Calvin Copeland: In that, you were dealing with child welfare, mental health, education, poverty, workforce development, and crime reduction. All of those things began to be woven into the study. Is that right?

Jerry Regier: They did. When you start thinking about marriage, those of us particularly in the Christian world think of weekend retreats. Those are great and that's how the church has attacked the problem. There's nothing wrong with that. In fact, they've had great success. I've been involved in some of that, and I certainly have also.

But we began thinking about how we would do this in a public sector section. One of the things that early on we decided was that we were going to do a multi-sector approach. We started out with a governor's conference and he hosted us at the governor's mansion. We invited people from the business community, from communications and media, from the church community, from the public sector, and even from the corrections arena.

We tried to get all of the different sectors. Then we said, what are the delivery systems to those sectors? That's how we got into child welfare workers and health care workers. We began to think of who we could train in a relationship education manner who then could start using that information in their existing work and through their existing delivery networks. The multi-sector approach was key to how we approached it.

Calvin Copeland: I love it. The other thing that I see as you talk about it is that that system helped us to realize that information alone doesn't change lives. One of the things that I've discovered in the work that I do is how I help people at their personal level begin to change their life. They can know what to do and still struggle to do it. What did you learn from training thousands of individuals through your public program?

Jerry Regier: We learned a couple of things. One was if you're going to partner with the Health and Human Services Department, then you're talking about looking at people who are struggling in life in a number of areas. These are people that have low income, fractured families, and a lot of single parent homes.

● Data lines:
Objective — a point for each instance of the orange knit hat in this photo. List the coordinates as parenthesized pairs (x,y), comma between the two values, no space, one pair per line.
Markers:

● Set task 1: Translate this sentence from the interview into Spanish: "The multi-sector approach was key to how we approached it."
● Set task 2: Carry on the interview from its final line, keeping Jerry Regier's voice as he describes what the public program taught them.
The listing has nothing to do with the interview.

● Task result 1: El enfoque multisectorial fue clave en la forma en que lo abordamos.

● Task result 2:
We began to see that marriage and family stability is inextricably linked to economics and to jobs. We had to start thinking about how we can not only bring them together to listen to how to have strong relationships, but what can we do then to help them learn how to have better relationships in a job market? We helped them get a job and become economically stable so that they could maintain a marriage. There were a lot of pieces to it beyond just telling them how relationships work, although we did a lot of that. We linked it to some of these other areas that were on their mind. If the relationship skills take a second tier to how they are going to pay the bills this week, then that is what is on their mind.

Calvin Copeland: There was a season in my life that I actually worked at workforce centers. My job was to find employment for the people who were going through the system. One of the things that was really kind of shocking to me was their mindset that we had to continue to speak to.

There were some challenges that I saw. There was one particular person who had to come to my trainings every day for a week. She walked into class and she was late. As the instructor, I asked why she was late. She said her professor needed to talk to her. I asked what she meant. She said she had a full ride at the local college, but she had to come here to get her resources. Her class was at the same time as my class.

I told her to go to her classes at school and come see me when she got done, and I would do a special thing for her. It was so important, but here was the thing that I struggled with. I had a boss who struggled with me making that decision. You've got to get this understanding that yes, we're serving the masses, but this girl's got a full ride. She was a teenage mother trying to succeed. It was that thing that really began to open my heart about how we understand the struggle they're in and how we best serve them rather than just being worried about our numbers. That's one of the things that I love about you.

Jerry Regier: It's also creating trust and creating the ability for them to see you as interested in them as a person in a more whole way instead of just delivering certain information to you. For instance, one of the things we did was contract with an outside management firm. That was one of the best decisions I made. First of all, they were very innovative in their thinking and they were thinking about it all day long, whereas inside government, you're not thinking about it all day long. You have many things that you're working on.

We had things like sweetheart evenings where we treated them to a dinner at a restaurant. That did several things. They saw other couples like themselves and it also told them that we're going to treat you with dignity. We had a huge Christmas party at the fairgrounds where they could bring their kids and we had Santa Claus there and we gave out gifts. That's the whole thing of surrounding the information.

Calvin Copeland: Is that connected to the success sequence that you developed as well?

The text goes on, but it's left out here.